Readability and Page Layout
Design standards that apply to page layout in the print medium do not necessarily apply to the Web.
Readability and the Web
The researchers also used traditional readability measures (Gunning Fog and Flesch-Kincaid), and found that ...
- Users experienced greater success with sites that were the least readable
- User impressions of sites that were less-readable were that they were more authoritative, clear, complete, satisfying, and useful than the more readable sites
- However, users also perceived less-readable sites as being "overwhelming" and "contains too much detail"
It's noted that less-readable sites contained fewer conjunctions and standard grammatical structures. For example, a list is interpreted as a compound sentence by the metrics. However, the advantage was that the layout of these sites was, by design, easier to scan than to read, which enabled users to find the information they sought more readily.
EN: The Fog/Flesch metrics were designed to assess text that is formatted only into paragraphs. Headers and lists, which are very common on the Web, foul the measurements, in that a header is interpreted as a short sentence (when it is not a sentence at all, merely a "tab" for reference) and a list is interpreted as a long compound sentence (when it would be just as valid to interpret it as a series of short sentences). Both are ill-suited to the Web.
The White-Space Dilemma
Regarding white-space: there was no indication that the use of white space impacted success on the Web. When testing a page with a tight design with the same information laid out with greater white-space, users were less successful with the latter. They also perceived sites with greater white space as being harder to use, harder to read, difficult to scan, and less visually appealing.

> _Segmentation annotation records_
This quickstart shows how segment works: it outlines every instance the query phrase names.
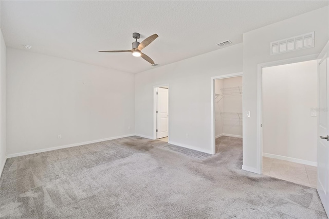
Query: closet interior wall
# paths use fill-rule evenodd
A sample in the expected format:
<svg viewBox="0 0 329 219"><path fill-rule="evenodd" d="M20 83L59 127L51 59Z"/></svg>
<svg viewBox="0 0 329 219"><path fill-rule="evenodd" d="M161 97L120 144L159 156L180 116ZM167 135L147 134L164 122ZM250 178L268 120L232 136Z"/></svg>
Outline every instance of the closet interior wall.
<svg viewBox="0 0 329 219"><path fill-rule="evenodd" d="M242 137L242 77L215 80L216 138Z"/></svg>

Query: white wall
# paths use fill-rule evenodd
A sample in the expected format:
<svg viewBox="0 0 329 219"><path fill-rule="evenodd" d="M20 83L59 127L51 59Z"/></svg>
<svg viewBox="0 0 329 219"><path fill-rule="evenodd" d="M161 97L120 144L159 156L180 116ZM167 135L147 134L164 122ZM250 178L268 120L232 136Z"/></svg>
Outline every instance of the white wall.
<svg viewBox="0 0 329 219"><path fill-rule="evenodd" d="M6 163L6 44L0 30L0 176Z"/></svg>
<svg viewBox="0 0 329 219"><path fill-rule="evenodd" d="M210 78L241 71L239 44L137 74L136 133L153 138L153 87L169 84L170 143L213 153Z"/></svg>
<svg viewBox="0 0 329 219"><path fill-rule="evenodd" d="M310 113L318 105L317 63L313 60L263 68L264 156L316 163L317 117Z"/></svg>
<svg viewBox="0 0 329 219"><path fill-rule="evenodd" d="M326 7L243 34L244 111L250 117L243 123L243 169L259 172L257 129L258 64L320 52L329 39L328 7ZM315 31L315 47L270 55L270 42Z"/></svg>
<svg viewBox="0 0 329 219"><path fill-rule="evenodd" d="M223 79L215 80L215 94L222 95L222 90L221 90L223 88ZM223 121L222 120L222 116L221 116L221 113L223 112L223 103L224 102L223 97L222 96L218 96L215 99L215 137L218 137L223 135Z"/></svg>
<svg viewBox="0 0 329 219"><path fill-rule="evenodd" d="M12 48L7 56L8 156L135 133L134 75Z"/></svg>
<svg viewBox="0 0 329 219"><path fill-rule="evenodd" d="M223 88L242 86L241 76L225 78L223 81ZM223 98L223 112L242 113L242 95L227 95ZM224 116L228 118L223 121L226 124L223 126L224 135L242 137L242 117L239 117L241 116L241 114Z"/></svg>

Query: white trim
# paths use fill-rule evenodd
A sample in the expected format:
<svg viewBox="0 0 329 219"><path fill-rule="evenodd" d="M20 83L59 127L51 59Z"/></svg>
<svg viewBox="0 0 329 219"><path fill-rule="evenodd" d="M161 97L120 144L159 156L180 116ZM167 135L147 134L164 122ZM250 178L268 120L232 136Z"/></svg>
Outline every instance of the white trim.
<svg viewBox="0 0 329 219"><path fill-rule="evenodd" d="M36 153L46 152L47 151L53 151L53 150L58 150L58 149L63 149L63 148L71 148L71 147L76 147L76 146L81 146L81 145L85 145L85 144L91 144L91 143L93 143L100 142L101 141L108 141L109 140L117 139L118 138L125 138L126 137L134 136L135 136L135 135L135 135L135 134L129 134L129 135L121 135L121 136L116 136L116 137L111 137L110 138L103 138L102 139L94 140L93 140L93 141L85 141L84 142L76 143L71 144L67 144L67 145L65 145L54 147L52 147L52 148L46 148L46 149L44 149L36 150L34 150L34 151L27 151L27 152L25 152L17 153L15 153L15 154L8 154L8 155L7 155L7 158L12 158L12 157L19 157L20 156L24 156L24 155L27 155L28 154L35 154Z"/></svg>
<svg viewBox="0 0 329 219"><path fill-rule="evenodd" d="M203 148L197 148L194 146L191 146L188 144L181 144L180 143L177 143L174 141L168 141L168 143L171 144L174 144L177 146L181 147L183 148L188 148L189 149L194 150L195 151L200 151L201 152L207 153L207 154L213 154L212 150L205 150Z"/></svg>
<svg viewBox="0 0 329 219"><path fill-rule="evenodd" d="M148 136L147 135L140 135L139 134L136 134L135 135L136 135L136 136L138 136L138 137L141 137L142 138L148 138L148 139L151 139L151 140L156 140L155 138L153 138L153 137Z"/></svg>
<svg viewBox="0 0 329 219"><path fill-rule="evenodd" d="M296 63L297 62L305 62L317 59L318 54L302 56L300 57L293 58L288 59L275 61L274 62L266 62L259 64L258 68L258 86L257 86L257 173L262 174L263 162L263 145L262 145L262 133L261 124L263 121L263 85L262 85L262 72L263 68L267 67L276 66L277 65L286 65L287 64ZM251 171L253 172L253 171Z"/></svg>
<svg viewBox="0 0 329 219"><path fill-rule="evenodd" d="M215 138L219 138L220 137L222 137L222 136L223 136L223 135L224 135L224 134L223 134L223 133L222 133L222 134L221 134L220 135L216 135L216 137L215 137Z"/></svg>
<svg viewBox="0 0 329 219"><path fill-rule="evenodd" d="M270 158L278 159L279 160L286 160L287 161L294 162L294 163L301 163L305 165L312 166L313 167L317 166L316 162L310 161L309 160L302 160L301 159L294 158L294 157L286 157L281 155L277 155L276 154L269 154L267 153L263 153L263 156L269 157Z"/></svg>
<svg viewBox="0 0 329 219"><path fill-rule="evenodd" d="M254 168L253 167L247 167L246 165L242 165L242 169L246 171L252 172L255 173L259 173L258 172L257 169L256 168Z"/></svg>
<svg viewBox="0 0 329 219"><path fill-rule="evenodd" d="M168 89L168 114L169 114L170 112L170 87L169 86L169 84L162 84L158 85L154 85L153 86L153 137L152 138L150 138L150 139L155 140L156 139L156 108L157 108L157 98L156 96L156 88L158 87L167 87ZM170 127L169 125L170 124L170 122L169 122L169 120L170 120L170 117L168 116L168 139L169 139L169 131ZM141 136L142 137L142 136ZM149 138L149 137L146 137L147 138Z"/></svg>
<svg viewBox="0 0 329 219"><path fill-rule="evenodd" d="M2 172L4 171L4 168L5 168L5 165L6 165L6 161L7 161L7 158L8 158L7 155L5 156L5 162L3 162L3 164L0 164L0 178L1 178L1 176L2 175Z"/></svg>
<svg viewBox="0 0 329 219"><path fill-rule="evenodd" d="M223 136L227 136L227 137L235 137L235 138L242 138L242 135L232 135L231 134L223 133Z"/></svg>
<svg viewBox="0 0 329 219"><path fill-rule="evenodd" d="M211 145L212 146L212 152L209 154L215 154L216 153L216 145L215 136L216 135L215 129L215 104L214 104L214 83L216 79L223 79L224 78L233 78L233 77L243 76L243 72L233 73L228 75L222 75L220 76L214 76L210 78L210 139L211 139ZM243 97L242 97L243 99ZM208 153L208 152L206 152Z"/></svg>

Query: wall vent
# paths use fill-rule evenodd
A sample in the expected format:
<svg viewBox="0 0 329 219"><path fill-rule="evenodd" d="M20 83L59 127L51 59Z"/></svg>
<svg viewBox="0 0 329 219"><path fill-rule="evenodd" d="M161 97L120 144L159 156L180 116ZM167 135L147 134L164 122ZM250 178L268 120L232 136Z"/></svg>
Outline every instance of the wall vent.
<svg viewBox="0 0 329 219"><path fill-rule="evenodd" d="M271 55L314 47L314 32L286 38L270 44Z"/></svg>
<svg viewBox="0 0 329 219"><path fill-rule="evenodd" d="M231 44L232 44L232 42L231 41L230 41L229 40L226 40L225 41L223 41L221 43L218 43L217 45L221 47L222 46L226 46L227 45L229 45Z"/></svg>

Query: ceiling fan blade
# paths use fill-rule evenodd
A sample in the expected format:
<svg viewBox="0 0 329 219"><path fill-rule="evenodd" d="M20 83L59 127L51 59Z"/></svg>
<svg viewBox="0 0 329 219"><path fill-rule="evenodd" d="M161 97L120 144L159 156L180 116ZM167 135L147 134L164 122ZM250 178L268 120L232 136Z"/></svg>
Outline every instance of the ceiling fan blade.
<svg viewBox="0 0 329 219"><path fill-rule="evenodd" d="M149 57L148 56L144 54L142 52L140 53L140 57L143 59L144 59L144 60L145 60L146 61L147 61L148 62L149 62L149 63L150 63L151 64L152 64L152 65L154 64L154 62L153 62L153 60L152 60L151 58L150 58L150 57Z"/></svg>
<svg viewBox="0 0 329 219"><path fill-rule="evenodd" d="M98 51L100 52L130 52L132 51L132 50L113 50L113 51Z"/></svg>
<svg viewBox="0 0 329 219"><path fill-rule="evenodd" d="M140 43L139 45L138 45L137 49L139 51L141 51L142 49L148 46L149 44L152 43L154 40L157 39L158 36L159 36L156 34L154 34L153 35L150 35L150 36L142 41L141 43Z"/></svg>

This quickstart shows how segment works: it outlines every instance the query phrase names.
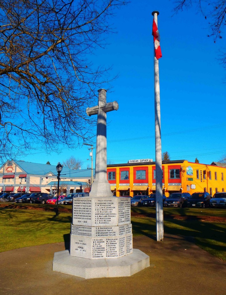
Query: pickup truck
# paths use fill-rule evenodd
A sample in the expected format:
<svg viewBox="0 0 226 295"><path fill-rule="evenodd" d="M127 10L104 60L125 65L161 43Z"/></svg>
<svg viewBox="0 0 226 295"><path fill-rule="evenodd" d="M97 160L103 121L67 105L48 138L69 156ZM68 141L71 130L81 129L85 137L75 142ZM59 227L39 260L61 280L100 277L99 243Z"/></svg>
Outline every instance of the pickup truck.
<svg viewBox="0 0 226 295"><path fill-rule="evenodd" d="M47 200L52 199L53 196L52 194L47 194L46 193L33 193L29 196L30 202L32 203L39 203L44 204Z"/></svg>

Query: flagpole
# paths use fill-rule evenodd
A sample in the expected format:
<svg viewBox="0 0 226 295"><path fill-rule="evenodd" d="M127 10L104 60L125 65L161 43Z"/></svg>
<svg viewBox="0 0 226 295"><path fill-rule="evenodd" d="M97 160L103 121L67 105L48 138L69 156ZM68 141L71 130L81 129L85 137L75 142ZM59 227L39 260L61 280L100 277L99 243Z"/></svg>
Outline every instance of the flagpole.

> _WHAT TO DO_
**A)** In the readability and page layout text, which two traditional readability measures did the researchers use?
**B)** Print the readability and page layout text between "It's noted that" and "sought more readily.", inclusive.

> _OUTPUTS BY TASK_
**A)** Gunning Fog and Flesch-Kincaid.

**B)**
It's noted that less-readable sites contained fewer conjunctions and standard grammatical structures. For example, a list is interpreted as a compound sentence by the metrics. However, the advantage was that the layout of these sites was, by design, easier to scan than to read, which enabled users to find the information they sought more readily.